* _Work to do_
Output the data that follows exactly, line for line.

= = = = = = =

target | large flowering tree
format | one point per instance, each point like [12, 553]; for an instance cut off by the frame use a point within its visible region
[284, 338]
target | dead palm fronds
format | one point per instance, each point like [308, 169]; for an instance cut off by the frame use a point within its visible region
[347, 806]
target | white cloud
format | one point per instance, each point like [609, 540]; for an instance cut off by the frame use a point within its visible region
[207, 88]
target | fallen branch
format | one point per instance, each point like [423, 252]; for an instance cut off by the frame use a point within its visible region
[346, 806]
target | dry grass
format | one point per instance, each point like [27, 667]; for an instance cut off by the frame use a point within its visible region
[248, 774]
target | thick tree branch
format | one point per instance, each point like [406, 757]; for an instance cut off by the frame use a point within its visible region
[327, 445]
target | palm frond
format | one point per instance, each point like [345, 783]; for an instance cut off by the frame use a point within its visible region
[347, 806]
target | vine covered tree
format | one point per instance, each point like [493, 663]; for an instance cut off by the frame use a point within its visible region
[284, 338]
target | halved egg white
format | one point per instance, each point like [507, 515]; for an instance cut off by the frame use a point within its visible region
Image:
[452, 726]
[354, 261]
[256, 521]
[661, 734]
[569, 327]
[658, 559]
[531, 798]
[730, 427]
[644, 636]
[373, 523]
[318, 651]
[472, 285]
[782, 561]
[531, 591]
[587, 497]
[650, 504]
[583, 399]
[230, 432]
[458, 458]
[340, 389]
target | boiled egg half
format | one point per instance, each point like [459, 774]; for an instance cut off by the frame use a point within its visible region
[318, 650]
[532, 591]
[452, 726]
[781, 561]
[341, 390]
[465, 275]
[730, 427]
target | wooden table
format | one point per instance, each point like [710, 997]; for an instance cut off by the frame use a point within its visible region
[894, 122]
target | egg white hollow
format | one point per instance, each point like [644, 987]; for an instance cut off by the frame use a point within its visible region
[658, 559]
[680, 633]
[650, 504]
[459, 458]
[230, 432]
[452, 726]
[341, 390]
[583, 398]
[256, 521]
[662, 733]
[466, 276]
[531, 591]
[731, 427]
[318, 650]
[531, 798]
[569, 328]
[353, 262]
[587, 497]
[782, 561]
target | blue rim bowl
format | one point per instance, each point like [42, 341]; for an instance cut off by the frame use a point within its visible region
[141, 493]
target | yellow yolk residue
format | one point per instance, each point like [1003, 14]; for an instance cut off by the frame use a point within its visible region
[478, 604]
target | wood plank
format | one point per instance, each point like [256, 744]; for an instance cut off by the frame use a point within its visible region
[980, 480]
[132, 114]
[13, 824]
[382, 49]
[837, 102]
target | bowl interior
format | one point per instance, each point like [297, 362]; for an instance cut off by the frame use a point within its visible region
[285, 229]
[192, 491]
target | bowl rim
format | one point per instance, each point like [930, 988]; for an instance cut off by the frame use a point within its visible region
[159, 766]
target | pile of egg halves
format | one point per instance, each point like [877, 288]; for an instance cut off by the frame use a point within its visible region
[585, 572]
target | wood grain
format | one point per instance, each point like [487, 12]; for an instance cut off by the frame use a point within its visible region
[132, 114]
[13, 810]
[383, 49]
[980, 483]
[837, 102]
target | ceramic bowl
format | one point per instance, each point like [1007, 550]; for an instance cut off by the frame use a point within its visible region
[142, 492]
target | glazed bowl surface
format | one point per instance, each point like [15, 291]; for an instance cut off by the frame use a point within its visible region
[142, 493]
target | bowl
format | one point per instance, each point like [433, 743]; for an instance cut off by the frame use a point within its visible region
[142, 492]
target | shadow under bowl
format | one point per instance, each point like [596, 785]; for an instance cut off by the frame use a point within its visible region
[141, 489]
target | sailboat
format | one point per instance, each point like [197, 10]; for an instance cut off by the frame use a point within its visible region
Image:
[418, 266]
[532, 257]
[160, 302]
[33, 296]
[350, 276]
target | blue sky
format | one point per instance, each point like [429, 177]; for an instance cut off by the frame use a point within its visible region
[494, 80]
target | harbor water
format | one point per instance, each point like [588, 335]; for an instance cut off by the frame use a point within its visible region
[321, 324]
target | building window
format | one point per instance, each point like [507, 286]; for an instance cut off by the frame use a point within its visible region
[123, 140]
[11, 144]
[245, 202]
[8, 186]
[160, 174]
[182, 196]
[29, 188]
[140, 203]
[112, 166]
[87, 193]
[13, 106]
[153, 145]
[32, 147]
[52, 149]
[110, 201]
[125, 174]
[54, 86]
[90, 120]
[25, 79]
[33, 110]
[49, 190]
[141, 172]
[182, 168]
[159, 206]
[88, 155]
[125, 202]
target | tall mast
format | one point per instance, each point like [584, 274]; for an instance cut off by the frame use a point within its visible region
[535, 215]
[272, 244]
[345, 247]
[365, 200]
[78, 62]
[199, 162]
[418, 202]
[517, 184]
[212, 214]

= = = = = = =

* _Result below_
target | large flowering tree
format | one point per instance, each point like [12, 553]; for an instance cut off by the frame use a point within its visible region
[284, 338]
target | dead palm fronds
format | one point per instance, each point like [308, 169]; for an instance cut off by the frame use a point within its visible region
[347, 806]
target | white cloud
format | one point per instance, each point like [609, 540]; for an instance cut off by the frame use a point within its visible region
[207, 88]
target | fallen branch
format | one point per instance, each point like [423, 252]; for an instance cut off by the frame use a point within its visible region
[346, 806]
target | dry grass
format | one point per instance, each point like [27, 667]; for an instance cut off by the frame use a point within its visible region
[248, 774]
target | thick tree branch
format | one point per instance, each point like [406, 757]; for an instance cut off by the frame use a point within its visible region
[327, 445]
target | palm frond
format | one point per instance, each point like [345, 783]; for an instance cut off by the frame use a point within its visible region
[347, 806]
target | vine covered tree
format | one point per instance, each point like [493, 663]; for an instance cut off by the frame use a point within its visible region
[284, 338]
target | halved egg white
format | one point per instance, each point like [507, 515]; for an instance cut off by the frame use a point within its visible region
Image:
[452, 726]
[354, 261]
[256, 521]
[661, 734]
[569, 327]
[658, 559]
[531, 798]
[730, 427]
[644, 636]
[373, 523]
[318, 651]
[472, 285]
[782, 561]
[531, 591]
[587, 497]
[650, 504]
[583, 399]
[230, 432]
[458, 458]
[340, 389]
target | boiled egg half
format | one point per instance, each point like [459, 774]; for an instance cut off by the frame use a point within its visible region
[318, 650]
[532, 591]
[452, 726]
[781, 561]
[341, 390]
[465, 275]
[730, 427]
target | wooden table
format | one point per instance, each point like [710, 997]; for an instance cut off by the frame use a point within its visible region
[894, 122]
target | egg white hollow
format | one point per instance, each point like [644, 987]; for an instance cut off by the frame use a point within its visible region
[658, 559]
[680, 633]
[650, 504]
[459, 458]
[230, 432]
[452, 726]
[341, 390]
[583, 398]
[256, 521]
[662, 733]
[466, 276]
[531, 591]
[731, 427]
[318, 650]
[531, 798]
[569, 328]
[353, 262]
[587, 497]
[782, 561]
target | blue rim bowl
format | one point per instance, each point like [42, 341]; for an instance cut off by the frame use a point within its visible region
[141, 493]
target | yellow yolk residue
format | one point per instance, each point like [1003, 14]; for an instance cut off by the frame use a point within its visible region
[478, 604]
target | wood plank
format | one point per instance, each point like [256, 744]; for an instance cut off by the frame use a point within its visible region
[980, 480]
[132, 114]
[13, 824]
[382, 49]
[837, 102]
target | bowl interior
format | one point per instance, each point like [297, 362]; for an instance cut off by the frame use a point within its visible region
[285, 229]
[192, 491]
target | bowl rim
format | one point per instance, each point like [930, 988]; for an instance cut off by the frame use a point within its visible region
[159, 766]
target | pile of egg halves
format | one point per instance, each point like [877, 288]; for an instance cut off by the frame use a point within its visible region
[585, 572]
target | wood grain
format | one point per instance, each point like [487, 12]; for an instance cut off by the frame use a point within its visible region
[132, 114]
[13, 810]
[383, 49]
[980, 483]
[837, 102]
target | ceramic bowl
format | one point per instance, each point like [1007, 550]; for an instance cut off by the frame use a point within its visible region
[142, 492]
target | glazed bowl surface
format | one point per instance, each point like [15, 291]; for an instance cut off by the frame use a point within its visible region
[142, 493]
target | bowl
format | one point per instance, each point like [433, 743]; for an instance cut off by the frame use a point within its visible region
[142, 492]
target | shadow under bowl
format | one point per instance, each point like [596, 785]; for an instance cut off by the frame use a point within its visible region
[141, 489]
target | sailboat
format | one point per instance, each point like [197, 10]; for an instance cut off by the frame use a point within its visible region
Image:
[418, 266]
[532, 257]
[160, 302]
[33, 296]
[350, 276]
target | blue sky
format | one point per instance, each point like [429, 177]; for an instance cut off by the frame use a point within its visible region
[494, 80]
target | harbor water
format | one point per instance, each point like [588, 335]; for an instance cut off by the frame use a point within its visible region
[321, 324]
target | building window
format | one point per instance, each point like [507, 286]; for an instance cut off by the frame use a point within its visible region
[123, 140]
[11, 144]
[245, 202]
[8, 186]
[160, 174]
[182, 196]
[29, 188]
[140, 203]
[112, 166]
[87, 193]
[13, 106]
[153, 145]
[32, 147]
[52, 149]
[110, 201]
[125, 174]
[54, 86]
[90, 120]
[25, 79]
[33, 110]
[49, 190]
[141, 172]
[182, 168]
[159, 206]
[88, 155]
[125, 202]
target | tall mast
format | one point per instance, each point like [584, 274]; for an instance cut off by the frame use a point within its visible region
[535, 215]
[272, 244]
[345, 247]
[365, 200]
[78, 62]
[199, 162]
[418, 202]
[517, 184]
[212, 214]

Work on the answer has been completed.